Exercise details: From the line that contains "Reviewer note: confirm that each instance of the sky" to the final line of the entries below, write out every line exactly as it appears, and nothing else.

Provided records:
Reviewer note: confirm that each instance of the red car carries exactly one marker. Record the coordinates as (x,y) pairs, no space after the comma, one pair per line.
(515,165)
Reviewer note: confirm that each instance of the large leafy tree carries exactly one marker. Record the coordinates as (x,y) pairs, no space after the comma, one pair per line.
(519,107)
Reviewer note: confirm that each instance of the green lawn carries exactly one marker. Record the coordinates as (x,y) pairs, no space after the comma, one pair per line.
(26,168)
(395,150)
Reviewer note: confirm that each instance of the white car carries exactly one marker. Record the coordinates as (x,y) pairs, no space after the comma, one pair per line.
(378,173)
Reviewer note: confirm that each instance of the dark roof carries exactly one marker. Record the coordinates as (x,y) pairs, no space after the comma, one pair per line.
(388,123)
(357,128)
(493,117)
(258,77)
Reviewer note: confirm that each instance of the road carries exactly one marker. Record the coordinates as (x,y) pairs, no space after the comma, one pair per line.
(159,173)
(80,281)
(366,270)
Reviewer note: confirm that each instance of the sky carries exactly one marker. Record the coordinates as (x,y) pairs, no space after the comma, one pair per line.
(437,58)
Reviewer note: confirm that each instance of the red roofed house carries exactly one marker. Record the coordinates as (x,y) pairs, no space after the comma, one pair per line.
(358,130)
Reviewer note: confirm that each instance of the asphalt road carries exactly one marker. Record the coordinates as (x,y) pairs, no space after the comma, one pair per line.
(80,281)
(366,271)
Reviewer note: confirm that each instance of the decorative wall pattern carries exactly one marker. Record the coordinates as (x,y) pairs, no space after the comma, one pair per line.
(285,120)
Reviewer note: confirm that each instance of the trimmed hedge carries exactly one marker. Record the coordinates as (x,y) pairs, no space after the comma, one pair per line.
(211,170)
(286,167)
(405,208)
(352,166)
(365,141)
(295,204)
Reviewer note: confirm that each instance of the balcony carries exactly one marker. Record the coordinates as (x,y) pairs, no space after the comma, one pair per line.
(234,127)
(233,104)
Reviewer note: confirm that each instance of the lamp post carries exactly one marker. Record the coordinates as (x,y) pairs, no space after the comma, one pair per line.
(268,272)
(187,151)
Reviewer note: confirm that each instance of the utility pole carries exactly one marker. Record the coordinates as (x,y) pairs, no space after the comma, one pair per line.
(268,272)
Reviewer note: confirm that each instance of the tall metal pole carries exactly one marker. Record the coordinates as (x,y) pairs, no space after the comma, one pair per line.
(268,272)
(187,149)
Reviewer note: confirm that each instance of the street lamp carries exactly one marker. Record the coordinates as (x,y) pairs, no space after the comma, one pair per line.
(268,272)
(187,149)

Result of the task:
Reviewer note: confirm that each instance of the sky carries exactly one marker. Record the coordinates as (x,y) pairs, no space after the comma, one pair per line.
(437,58)
Reviewer note: confirm that each instance of the red roofed house carries exactly one marker. Record the coordinates as (x,y) pairs, no space after the comma, one pair per line.
(358,130)
Reviewer note: confirm that each instance of the asphalt road carries exactly one marker. Record the coordinates as (x,y) pairs, no space after the comma, one pair per line.
(80,281)
(366,271)
Reviewer note: confirm that each instance of the decorative wall pattern carries exactly one marker. Record the coordinates as (x,y) pairs, no space after the comma, one pair per line.
(285,120)
Reviewer note: confirm that each instance of the trimmed hedge carries exactly one marker. Record the coordinates as (x,y) pairs, no space after the comma, one pair per line.
(211,170)
(286,167)
(405,208)
(352,166)
(365,141)
(295,204)
Reviewer note: confirm that each instance of the balcony carries exactly one marker. Record the coordinates as (x,y) pairs, no space after the comma, one pair per line.
(234,127)
(233,104)
Reviewer note: confirm that each instance of the lamp post carries exactly one marker. Record the coordinates as (x,y) pairs, no space after the comma, one pair per line.
(268,272)
(187,151)
Reviewer note: confirm that each instance of the utility pole carries exactly one marker. Record the coordinates as (x,y) pairs, no space after the comma, one pair per line.
(268,272)
Reviewer note: confirm that each instance of the tall metal pole carries exactly one marker. Record the coordinates as (x,y) pairs, no space after the comma, one pair per line.
(268,272)
(187,149)
Reviewer note: confirm that each instance of the street lamp carries exactly one marker. Record the coordinates as (x,y) pairs, no space after the comma, one pair per line.
(268,272)
(187,149)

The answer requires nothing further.